• Tasks to carry out
(a) From the passage on the recording statute, reproduce the portion that begins at the words "A conveyance of" and ends after the words "it relates lies.".
(b) Filter the entries and copy out every line that contains the string "neck".

— Start of Text provided —

A conveyance of an estate in fee simple, fee tail or for life, or a lease for more than seven years from the making thereof, or an assignment of rents or profits from an estate or lease, shall not be valid as against any person, except the grantor or lessor, his heirs and devisees and persons having actual notice of it, unless it, or an office copy as provided in section thirteen of chapter thirty-six, or, with respect to such a lease or an assignment of rents or profits, a notice of lease or a notice of assignment of rents or profits, as hereinafter defined, is recorded in the registry of deeds for the county or district in which the land to which it relates lies.

The present-day statute is not dissimilar from the Colonial law (although it is easier to read!), but there is one very big difference: the statute introduces as an exception to its protection the requirement that the grantee not have "actual notice" with regard to deeds previously given by the grantor. This concept is absent from the Colonial law. In this respect, the Colonial law was a "race" statute, while the present-day law is a "notice" statute. The transformation between the two types of statutes was not initially championed by the legislature. The General Court engrafted the change in 1836 legislation, but the notice concept was first introduced judicially many years before, in such cases as Farnsworth v. Child, 43 Mass. 637 (1808). In Farnsworth the court had ruled that although the statute was silent on the point as to the status of one who was aware of an unrecorded deed, it would be unjust to permit such a person to prevail over a "good faith" purchaser who had no such knowledge. It is for this reason that it has been said that "[T]he additional words 'and persons having actual notice thereof' incorporated in the [statute] did not change the law, but merely put in statutory form what already had been declared by judicial exposition." This concept of notice becomes pivotal in many issues concerning the recording system, and is so pervasive that it even affects registered land. For example, in Killam v. March, 316 Mass. 646 (1944), where the owner of registered land had taken title with knowledge of the existence of a lease affecting the property but recorded on the unregistered side, the court said that the owner was subject to the lease even though it did not appear on the certificate of title. "[T]he foregoing historical background compel[s] the conclusion that the Legislature did not intend to give certificate holders such as the plaintiffs an indefeasible title as against interests of which they had actual knowledge."

— End of Text provided —
— Start of Data lines —

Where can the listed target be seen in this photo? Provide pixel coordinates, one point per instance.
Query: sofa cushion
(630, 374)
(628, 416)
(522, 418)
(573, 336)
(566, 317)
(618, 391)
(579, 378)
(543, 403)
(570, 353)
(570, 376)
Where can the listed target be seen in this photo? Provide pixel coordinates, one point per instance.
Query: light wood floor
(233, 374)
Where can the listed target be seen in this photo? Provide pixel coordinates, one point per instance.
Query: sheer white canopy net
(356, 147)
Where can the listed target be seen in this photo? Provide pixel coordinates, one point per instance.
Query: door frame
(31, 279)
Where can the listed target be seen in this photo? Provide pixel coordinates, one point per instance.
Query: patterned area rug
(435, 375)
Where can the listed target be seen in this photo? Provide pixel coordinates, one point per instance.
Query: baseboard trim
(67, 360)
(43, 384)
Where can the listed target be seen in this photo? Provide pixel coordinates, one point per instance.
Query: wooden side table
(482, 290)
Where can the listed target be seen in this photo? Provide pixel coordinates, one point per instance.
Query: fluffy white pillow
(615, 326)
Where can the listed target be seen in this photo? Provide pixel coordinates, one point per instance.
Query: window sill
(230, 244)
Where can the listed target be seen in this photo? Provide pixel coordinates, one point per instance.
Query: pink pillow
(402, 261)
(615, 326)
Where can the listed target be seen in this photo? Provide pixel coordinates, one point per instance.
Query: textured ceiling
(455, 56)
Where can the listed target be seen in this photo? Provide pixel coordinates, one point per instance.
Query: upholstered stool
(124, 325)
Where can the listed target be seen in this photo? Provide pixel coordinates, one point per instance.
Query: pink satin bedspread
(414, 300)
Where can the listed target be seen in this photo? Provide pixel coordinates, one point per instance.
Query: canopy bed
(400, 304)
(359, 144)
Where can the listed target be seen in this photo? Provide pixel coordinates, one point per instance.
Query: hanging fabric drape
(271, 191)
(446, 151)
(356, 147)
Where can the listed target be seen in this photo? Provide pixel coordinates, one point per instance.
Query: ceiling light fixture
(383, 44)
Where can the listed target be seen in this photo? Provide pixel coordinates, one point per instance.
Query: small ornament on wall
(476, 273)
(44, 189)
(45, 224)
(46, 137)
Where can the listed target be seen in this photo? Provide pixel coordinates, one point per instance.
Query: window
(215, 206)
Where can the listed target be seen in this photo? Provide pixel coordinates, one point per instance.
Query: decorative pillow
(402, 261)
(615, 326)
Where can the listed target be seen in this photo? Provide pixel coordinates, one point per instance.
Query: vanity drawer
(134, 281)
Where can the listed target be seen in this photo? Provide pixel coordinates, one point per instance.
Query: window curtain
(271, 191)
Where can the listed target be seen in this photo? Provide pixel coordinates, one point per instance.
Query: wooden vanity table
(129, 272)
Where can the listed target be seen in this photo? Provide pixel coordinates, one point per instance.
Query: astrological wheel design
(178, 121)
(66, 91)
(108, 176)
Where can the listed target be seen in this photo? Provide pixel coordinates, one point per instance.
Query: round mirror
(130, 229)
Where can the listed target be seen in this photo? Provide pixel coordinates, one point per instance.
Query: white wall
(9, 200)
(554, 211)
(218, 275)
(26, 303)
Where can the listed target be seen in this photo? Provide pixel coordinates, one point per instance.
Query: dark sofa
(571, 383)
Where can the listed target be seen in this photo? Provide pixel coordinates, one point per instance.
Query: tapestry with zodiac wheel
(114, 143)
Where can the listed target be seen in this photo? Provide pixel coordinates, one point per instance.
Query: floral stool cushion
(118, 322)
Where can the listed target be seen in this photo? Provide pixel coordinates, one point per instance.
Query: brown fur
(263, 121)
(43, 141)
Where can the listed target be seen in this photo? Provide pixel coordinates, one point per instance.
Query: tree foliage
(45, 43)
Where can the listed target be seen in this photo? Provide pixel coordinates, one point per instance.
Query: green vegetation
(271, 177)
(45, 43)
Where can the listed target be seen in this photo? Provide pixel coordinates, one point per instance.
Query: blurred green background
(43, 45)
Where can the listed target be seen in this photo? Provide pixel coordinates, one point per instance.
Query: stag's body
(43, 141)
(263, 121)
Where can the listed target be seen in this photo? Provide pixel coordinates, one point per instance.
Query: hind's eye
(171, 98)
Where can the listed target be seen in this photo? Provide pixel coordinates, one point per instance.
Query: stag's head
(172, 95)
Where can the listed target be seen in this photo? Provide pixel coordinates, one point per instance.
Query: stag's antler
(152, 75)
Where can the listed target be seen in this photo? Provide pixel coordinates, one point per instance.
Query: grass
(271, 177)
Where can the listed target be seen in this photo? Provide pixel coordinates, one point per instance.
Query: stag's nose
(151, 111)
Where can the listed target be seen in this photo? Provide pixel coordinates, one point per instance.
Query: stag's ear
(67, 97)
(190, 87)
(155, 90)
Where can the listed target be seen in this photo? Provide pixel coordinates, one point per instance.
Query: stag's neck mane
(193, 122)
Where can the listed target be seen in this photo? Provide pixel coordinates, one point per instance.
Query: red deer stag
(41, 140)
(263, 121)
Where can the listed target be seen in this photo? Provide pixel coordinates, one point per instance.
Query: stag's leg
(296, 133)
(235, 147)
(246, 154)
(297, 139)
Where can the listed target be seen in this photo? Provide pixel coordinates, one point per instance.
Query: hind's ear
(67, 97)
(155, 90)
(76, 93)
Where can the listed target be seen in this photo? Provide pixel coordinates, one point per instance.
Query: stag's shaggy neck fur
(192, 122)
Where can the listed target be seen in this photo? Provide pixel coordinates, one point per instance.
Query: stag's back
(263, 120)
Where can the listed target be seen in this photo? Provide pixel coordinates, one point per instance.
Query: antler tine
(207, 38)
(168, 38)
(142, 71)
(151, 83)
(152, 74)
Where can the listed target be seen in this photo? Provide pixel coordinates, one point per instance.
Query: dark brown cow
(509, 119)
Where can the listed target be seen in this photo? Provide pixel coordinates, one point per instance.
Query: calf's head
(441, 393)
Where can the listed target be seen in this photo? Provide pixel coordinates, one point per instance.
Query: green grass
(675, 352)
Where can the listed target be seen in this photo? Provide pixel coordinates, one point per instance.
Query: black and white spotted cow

— End of Data lines —

• Solutions in order
(a)
A conveyance of an estate in fee simple, fee tail or for life, or a lease for more than seven years from the making thereof, or an assignment of rents or profits from an estate or lease, shall not be valid as against any person, except the grantor or lessor, his heirs and devisees and persons having actual notice of it, unless it, or an office copy as provided in section thirteen of chapter thirty-six, or, with respect to such a lease or an assignment of rents or profits, a notice of lease or a notice of assignment of rents or profits, as hereinafter defined, is recorded in the registry of deeds for the county or district in which the land to which it relates lies.

(b)
Query: stag's neck mane
Query: stag's shaggy neck fur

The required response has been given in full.